__REQUIREMENT__: Reproduce all of the data exactly. Images are not to appear in the reply.

(DATASET RECORDS Opens)

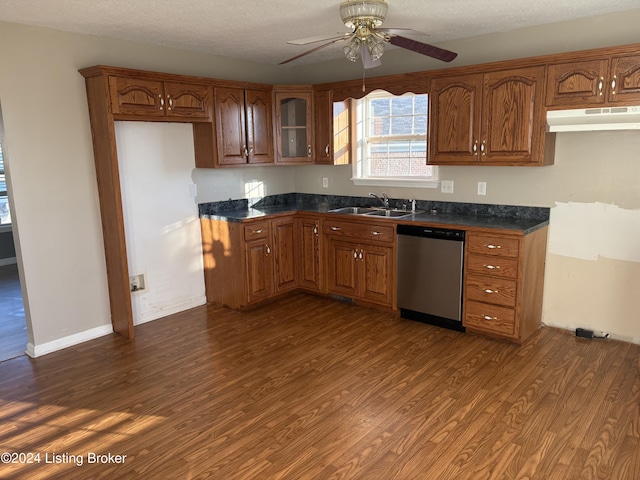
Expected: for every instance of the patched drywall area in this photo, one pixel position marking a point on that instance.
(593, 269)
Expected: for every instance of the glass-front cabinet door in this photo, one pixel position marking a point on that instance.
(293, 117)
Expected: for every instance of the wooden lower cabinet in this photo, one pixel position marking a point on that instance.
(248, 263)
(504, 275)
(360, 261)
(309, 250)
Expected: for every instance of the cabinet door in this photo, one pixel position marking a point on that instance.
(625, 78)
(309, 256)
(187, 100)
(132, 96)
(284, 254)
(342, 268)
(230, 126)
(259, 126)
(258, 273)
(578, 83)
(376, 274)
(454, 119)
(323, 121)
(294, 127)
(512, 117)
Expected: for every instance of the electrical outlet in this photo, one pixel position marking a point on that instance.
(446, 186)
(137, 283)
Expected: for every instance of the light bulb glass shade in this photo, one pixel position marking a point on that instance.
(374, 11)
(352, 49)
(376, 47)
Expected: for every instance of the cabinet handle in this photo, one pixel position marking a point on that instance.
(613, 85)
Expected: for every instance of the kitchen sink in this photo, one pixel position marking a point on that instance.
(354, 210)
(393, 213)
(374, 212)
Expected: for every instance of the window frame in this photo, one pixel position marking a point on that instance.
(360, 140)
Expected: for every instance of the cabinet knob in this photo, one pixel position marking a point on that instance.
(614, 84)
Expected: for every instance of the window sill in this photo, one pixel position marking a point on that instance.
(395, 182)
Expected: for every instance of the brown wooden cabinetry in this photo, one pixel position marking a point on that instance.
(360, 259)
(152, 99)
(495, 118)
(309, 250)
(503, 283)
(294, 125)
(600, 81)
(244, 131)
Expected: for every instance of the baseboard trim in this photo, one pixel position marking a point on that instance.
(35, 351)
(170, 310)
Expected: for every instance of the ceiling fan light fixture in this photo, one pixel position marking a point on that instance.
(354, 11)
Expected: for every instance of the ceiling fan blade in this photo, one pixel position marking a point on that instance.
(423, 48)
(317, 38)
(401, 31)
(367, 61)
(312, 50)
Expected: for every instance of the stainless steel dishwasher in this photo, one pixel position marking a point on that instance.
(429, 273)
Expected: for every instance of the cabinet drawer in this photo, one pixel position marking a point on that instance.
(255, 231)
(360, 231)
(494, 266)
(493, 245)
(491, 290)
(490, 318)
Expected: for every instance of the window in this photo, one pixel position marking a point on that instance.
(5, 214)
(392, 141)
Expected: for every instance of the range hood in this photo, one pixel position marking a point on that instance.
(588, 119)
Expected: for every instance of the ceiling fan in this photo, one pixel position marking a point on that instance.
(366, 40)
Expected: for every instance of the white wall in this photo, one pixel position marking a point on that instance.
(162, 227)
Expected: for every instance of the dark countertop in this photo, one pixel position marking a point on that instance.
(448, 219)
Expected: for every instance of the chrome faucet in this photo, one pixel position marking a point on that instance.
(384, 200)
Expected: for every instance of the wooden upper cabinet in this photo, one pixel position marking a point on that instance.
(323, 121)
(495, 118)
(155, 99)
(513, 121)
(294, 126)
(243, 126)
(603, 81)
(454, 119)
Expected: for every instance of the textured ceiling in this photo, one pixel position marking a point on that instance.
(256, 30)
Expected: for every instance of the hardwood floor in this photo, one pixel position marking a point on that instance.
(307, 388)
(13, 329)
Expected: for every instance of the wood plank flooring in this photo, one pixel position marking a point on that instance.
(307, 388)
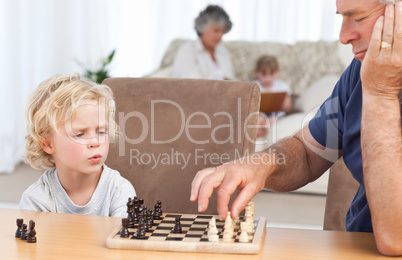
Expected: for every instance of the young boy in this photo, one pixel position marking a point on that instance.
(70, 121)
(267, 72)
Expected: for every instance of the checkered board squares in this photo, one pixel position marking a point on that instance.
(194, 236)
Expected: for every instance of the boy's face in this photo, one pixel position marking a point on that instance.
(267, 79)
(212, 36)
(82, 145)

(DATASET RECORDS Closes)

__RESPONSE__:
Expected: for every instance of the patched drywall area in this photo, one pixel position marking a point on that instance.
(593, 269)
Expected: for every instance of the glass-front cabinet door in this photo, one pixel position marking a point on that instance.
(293, 117)
Expected: for every instance of the wooden lower cabinet in this photo, one pixel position marking a point on that instance.
(248, 263)
(504, 275)
(360, 261)
(309, 250)
Expected: for every instance of the cabinet door in this photo, one pixel position marking a point on that instance.
(625, 78)
(309, 256)
(187, 100)
(132, 96)
(284, 254)
(342, 268)
(230, 126)
(259, 126)
(258, 273)
(578, 83)
(376, 274)
(454, 119)
(323, 121)
(294, 127)
(512, 117)
Expected: for every instance of the electrical outlet in this photo, one pixel position marking a point on that instance.
(446, 186)
(137, 283)
Expected: for every instance of the light bulb glass shade in this photo, one pixel position marking a point on that instance.
(374, 11)
(352, 49)
(376, 47)
Expected: for every instance of the cabinet handle in this photo, one pixel position marking a point on that instance.
(613, 85)
Expected: for every instance of the kitchen sink in this photo, one pixel position marking a point on that instance.
(354, 210)
(393, 213)
(374, 212)
Expected: for every instance of the window frame in this photo, one pixel position marking a point on that instance.
(360, 140)
Expected: for every instance of the cabinet knob in this photo, one pixel position marking a point on that instance.
(614, 84)
Expected: for every instance of the window sill in this photo, one pixel position marking a point on that instance.
(395, 182)
Expected: for every instance of the brown wooden cabinetry in this photo, one pixel position marking a point on that instance.
(360, 259)
(152, 99)
(495, 118)
(309, 250)
(503, 283)
(294, 125)
(600, 81)
(244, 131)
Expected: for every instance of the baseboard trim in this photo, one pixel position marking a point on that instance.
(35, 351)
(170, 310)
Expected: for every instance of the ceiling fan light fixture in this photo, one pixel position marking a point on that instance.
(354, 11)
Expected: for every instance of the ceiling fan blade in this photo, one pixel position marking a point on that instance.
(423, 48)
(317, 38)
(401, 31)
(367, 61)
(312, 50)
Expected: for every instance of the stainless steel dishwasher in this photo, one pixel position marking a point on that instance.
(429, 273)
Expected: for every instance of the cabinet drawer in this photo, one pixel position marking a point on that instance.
(255, 231)
(360, 231)
(494, 266)
(493, 245)
(491, 290)
(490, 318)
Expected: for every instance of the window in this photo, one pixel position marking a point on that instance.
(5, 214)
(392, 141)
Expected: for every instance of the range hood in this photo, one pixel position marking a point on that instance.
(588, 119)
Expected: for every instance of the ceiling fan in this photo, one pixel position marking a point on that instance.
(366, 40)
Expected: for every instance of the white wall in this photo, one pixel position marking a point on that instance.
(162, 227)
Expected: for every instance of the dark countertop in this photo, one pixel position marking a point on that instance.
(448, 219)
Expected: for every instance of the chrome faucet in this photo, one pixel position marking a point on that instance.
(384, 200)
Expected: for every instance of the wooden upper cabinet in this photo, one pixel position marking a point on that instance.
(323, 121)
(495, 118)
(155, 99)
(513, 121)
(294, 126)
(243, 126)
(603, 81)
(454, 119)
Expected: for every instance of the textured ceiling in this photo, one pixel position marking a point on that instance.
(256, 30)
Expected: for every instance of the hardwood floor in this photo, one pixel position marking a point on that instance.
(307, 388)
(13, 329)
Expected: for every instance of the wood plank flooring in this photo, one pixel position marking a point on that instance.
(307, 388)
Expected: for every instance of the young boy in this photo, one pixel position marking a point on that instance.
(70, 121)
(267, 72)
Expected: for every instance of the checkered board squares in this photo, one pixel position marking a point on that instance.
(194, 236)
Expected: for every instance of the boy's face in this photo, one pixel position marking a point on that instance.
(267, 79)
(212, 36)
(82, 145)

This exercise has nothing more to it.